:: Written instruction ::
Write out exactly the lines from the one containing "Please place a point on every instance of the church" through the last line of the records below, including both.

(Records from a point labeling set)
■ ■ ■ ■
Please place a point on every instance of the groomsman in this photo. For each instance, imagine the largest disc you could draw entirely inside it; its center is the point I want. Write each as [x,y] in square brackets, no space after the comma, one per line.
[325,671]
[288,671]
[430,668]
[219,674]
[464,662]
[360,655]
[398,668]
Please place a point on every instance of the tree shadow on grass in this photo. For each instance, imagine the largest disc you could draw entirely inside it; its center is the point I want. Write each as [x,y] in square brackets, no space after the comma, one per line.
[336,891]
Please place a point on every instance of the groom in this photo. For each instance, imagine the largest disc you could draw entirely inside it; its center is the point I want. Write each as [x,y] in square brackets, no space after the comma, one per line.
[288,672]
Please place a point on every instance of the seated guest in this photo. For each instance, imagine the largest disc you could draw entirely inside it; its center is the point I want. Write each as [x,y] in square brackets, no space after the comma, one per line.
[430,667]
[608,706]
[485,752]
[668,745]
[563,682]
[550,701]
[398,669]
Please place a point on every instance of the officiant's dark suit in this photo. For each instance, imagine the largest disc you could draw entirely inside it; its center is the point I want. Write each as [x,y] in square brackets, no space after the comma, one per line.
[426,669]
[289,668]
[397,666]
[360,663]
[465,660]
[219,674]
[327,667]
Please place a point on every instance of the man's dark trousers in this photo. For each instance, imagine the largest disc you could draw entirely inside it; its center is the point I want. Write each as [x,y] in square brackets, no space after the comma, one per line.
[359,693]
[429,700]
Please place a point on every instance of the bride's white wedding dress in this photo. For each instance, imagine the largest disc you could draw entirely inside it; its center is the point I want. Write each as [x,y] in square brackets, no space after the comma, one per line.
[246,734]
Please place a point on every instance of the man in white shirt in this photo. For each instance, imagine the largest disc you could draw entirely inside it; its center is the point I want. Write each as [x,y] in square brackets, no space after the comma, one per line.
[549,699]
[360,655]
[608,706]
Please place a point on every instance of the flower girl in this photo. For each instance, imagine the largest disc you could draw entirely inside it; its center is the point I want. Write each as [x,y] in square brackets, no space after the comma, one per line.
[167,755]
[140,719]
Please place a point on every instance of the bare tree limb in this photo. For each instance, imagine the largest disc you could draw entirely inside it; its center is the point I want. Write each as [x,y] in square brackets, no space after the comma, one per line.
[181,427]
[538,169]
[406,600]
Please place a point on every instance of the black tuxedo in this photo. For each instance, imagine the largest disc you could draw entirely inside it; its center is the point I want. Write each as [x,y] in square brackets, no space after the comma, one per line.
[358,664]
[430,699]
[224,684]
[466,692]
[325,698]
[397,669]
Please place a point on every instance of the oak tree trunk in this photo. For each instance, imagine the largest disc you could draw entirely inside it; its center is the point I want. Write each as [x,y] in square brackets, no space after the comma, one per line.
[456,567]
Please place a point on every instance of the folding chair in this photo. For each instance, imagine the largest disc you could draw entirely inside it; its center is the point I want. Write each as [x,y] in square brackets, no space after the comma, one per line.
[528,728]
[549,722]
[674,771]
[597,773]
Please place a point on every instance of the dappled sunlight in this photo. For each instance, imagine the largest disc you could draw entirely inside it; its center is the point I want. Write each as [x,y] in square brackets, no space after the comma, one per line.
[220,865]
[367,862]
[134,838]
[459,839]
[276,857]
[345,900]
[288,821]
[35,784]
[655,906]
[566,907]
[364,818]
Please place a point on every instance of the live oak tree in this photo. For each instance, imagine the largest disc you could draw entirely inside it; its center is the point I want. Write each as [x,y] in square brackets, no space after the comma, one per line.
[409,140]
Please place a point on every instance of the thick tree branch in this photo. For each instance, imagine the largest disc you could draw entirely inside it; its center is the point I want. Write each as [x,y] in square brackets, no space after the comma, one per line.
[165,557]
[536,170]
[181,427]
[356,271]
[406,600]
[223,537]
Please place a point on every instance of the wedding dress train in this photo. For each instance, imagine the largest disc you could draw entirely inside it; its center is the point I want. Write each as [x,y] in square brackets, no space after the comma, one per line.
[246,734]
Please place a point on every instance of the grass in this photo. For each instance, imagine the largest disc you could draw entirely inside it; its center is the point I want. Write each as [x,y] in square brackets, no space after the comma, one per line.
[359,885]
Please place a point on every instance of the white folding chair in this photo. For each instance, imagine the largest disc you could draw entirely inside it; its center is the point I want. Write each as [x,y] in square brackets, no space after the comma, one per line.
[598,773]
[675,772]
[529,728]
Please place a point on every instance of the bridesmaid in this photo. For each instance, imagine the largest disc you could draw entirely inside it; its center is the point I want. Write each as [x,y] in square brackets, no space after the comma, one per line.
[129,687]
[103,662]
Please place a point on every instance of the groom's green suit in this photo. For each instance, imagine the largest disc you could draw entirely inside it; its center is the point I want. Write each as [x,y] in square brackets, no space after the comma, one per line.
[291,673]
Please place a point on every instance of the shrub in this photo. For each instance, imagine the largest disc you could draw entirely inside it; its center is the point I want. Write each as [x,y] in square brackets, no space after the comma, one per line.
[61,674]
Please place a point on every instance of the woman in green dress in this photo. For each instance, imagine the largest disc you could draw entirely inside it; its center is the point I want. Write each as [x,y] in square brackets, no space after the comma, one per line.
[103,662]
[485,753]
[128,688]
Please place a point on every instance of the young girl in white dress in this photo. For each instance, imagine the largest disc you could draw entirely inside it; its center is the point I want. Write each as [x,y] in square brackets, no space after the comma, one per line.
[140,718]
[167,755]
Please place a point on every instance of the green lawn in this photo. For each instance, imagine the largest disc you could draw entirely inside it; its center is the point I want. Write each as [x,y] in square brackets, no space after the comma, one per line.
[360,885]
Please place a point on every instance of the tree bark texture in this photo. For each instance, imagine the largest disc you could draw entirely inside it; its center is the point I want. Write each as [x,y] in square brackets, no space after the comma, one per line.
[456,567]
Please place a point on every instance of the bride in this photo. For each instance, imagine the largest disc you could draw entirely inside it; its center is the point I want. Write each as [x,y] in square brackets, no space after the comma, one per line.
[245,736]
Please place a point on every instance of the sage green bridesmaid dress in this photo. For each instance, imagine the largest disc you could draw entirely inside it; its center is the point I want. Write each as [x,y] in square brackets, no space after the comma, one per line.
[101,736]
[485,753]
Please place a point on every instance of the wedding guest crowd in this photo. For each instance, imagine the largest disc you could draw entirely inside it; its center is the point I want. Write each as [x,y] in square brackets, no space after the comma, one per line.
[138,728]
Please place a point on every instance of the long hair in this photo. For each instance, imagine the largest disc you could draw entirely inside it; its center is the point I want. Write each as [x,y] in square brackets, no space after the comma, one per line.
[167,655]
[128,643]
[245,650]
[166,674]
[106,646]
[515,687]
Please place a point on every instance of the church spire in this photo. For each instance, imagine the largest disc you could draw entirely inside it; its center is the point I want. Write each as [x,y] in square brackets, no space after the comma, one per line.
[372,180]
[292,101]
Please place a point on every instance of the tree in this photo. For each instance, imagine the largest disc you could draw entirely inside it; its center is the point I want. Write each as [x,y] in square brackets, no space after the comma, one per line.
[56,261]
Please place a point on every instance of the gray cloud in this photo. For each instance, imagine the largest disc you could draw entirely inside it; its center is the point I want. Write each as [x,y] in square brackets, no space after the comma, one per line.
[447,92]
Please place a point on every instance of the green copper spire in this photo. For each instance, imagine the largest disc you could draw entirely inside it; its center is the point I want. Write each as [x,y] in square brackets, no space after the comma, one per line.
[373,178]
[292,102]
■ ■ ■ ■
:: Completed exercise ::
Please place a point on every instance of the church spire in this photo. For each instance, imagine the largest disc you could draw entirely inside it; its center is the point I want. Write each as [x,y] in square brackets, no space after the comma, one per line.
[372,180]
[292,101]
Please place a point on every instance of the tree in this photo. For each instance, imagine the largest disc you could draw entirely inside it; its center is the point I want. Write each as [x,y] in square brackets, no space after the comma, one per line.
[56,261]
Please place a point on every instance of the gray cloud in this photo. For each instance, imagine the largest disc you could draw entirely inside it; its center is the point I want. Write each as [x,y] in square brackets, no space after the comma, one per line.
[447,92]
Please place a point on every instance of the green copper spire in this photo. For each instance, imagine the largest disc you could draw entirely inside it; its center is the point I want. Write each as [x,y] in square brackets, no space after the comma, one per line.
[373,178]
[292,102]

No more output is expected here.